**WORK INSTRUCTIONS:** Find every line in the items below that contains the word "white", and copy each of those lines.

**EXTRACTED RECORDS:**
• • • •
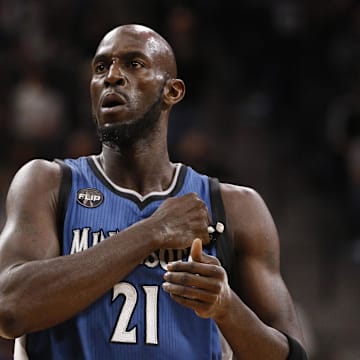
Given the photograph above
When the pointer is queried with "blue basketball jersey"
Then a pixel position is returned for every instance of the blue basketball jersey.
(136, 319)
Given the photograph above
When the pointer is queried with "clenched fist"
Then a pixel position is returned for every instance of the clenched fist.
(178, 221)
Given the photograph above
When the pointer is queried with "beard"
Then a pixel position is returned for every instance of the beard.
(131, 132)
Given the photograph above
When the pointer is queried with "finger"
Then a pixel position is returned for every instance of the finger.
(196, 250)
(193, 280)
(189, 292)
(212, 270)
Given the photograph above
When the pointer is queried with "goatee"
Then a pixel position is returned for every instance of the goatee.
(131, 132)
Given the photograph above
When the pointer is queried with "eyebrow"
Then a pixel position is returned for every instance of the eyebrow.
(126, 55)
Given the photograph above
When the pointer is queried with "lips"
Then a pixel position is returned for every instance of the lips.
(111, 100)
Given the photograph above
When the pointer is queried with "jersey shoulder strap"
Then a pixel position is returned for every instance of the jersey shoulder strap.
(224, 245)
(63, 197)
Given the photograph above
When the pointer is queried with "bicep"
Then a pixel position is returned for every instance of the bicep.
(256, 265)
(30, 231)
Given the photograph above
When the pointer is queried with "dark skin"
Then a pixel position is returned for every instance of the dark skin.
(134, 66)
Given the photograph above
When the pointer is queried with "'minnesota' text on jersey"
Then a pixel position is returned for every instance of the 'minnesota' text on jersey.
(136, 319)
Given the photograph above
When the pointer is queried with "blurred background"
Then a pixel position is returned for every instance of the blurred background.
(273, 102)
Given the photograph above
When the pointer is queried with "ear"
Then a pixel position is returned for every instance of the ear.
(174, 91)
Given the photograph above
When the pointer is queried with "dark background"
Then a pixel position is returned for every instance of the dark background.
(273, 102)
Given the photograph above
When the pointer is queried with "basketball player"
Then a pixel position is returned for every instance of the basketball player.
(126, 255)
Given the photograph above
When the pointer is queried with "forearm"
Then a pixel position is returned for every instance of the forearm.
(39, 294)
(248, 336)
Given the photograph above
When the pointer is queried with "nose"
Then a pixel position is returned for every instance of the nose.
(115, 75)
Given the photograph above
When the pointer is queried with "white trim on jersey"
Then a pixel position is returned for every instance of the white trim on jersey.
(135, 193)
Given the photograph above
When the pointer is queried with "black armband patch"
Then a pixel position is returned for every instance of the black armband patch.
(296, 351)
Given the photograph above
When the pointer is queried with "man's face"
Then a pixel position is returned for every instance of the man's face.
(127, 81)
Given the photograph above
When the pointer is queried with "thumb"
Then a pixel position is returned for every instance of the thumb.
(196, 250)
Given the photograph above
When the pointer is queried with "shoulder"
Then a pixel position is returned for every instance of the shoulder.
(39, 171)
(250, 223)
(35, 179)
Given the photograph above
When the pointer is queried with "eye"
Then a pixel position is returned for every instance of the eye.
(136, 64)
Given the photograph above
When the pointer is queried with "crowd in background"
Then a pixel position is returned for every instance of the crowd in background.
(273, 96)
• • • •
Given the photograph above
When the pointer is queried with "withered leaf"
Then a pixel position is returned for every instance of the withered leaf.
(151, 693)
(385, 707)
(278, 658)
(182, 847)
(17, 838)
• • • •
**FINAL RESULT:**
When the pointer is queried with "white trim on jersey"
Then a pixel position is returned for every instance of the white trim on jersey.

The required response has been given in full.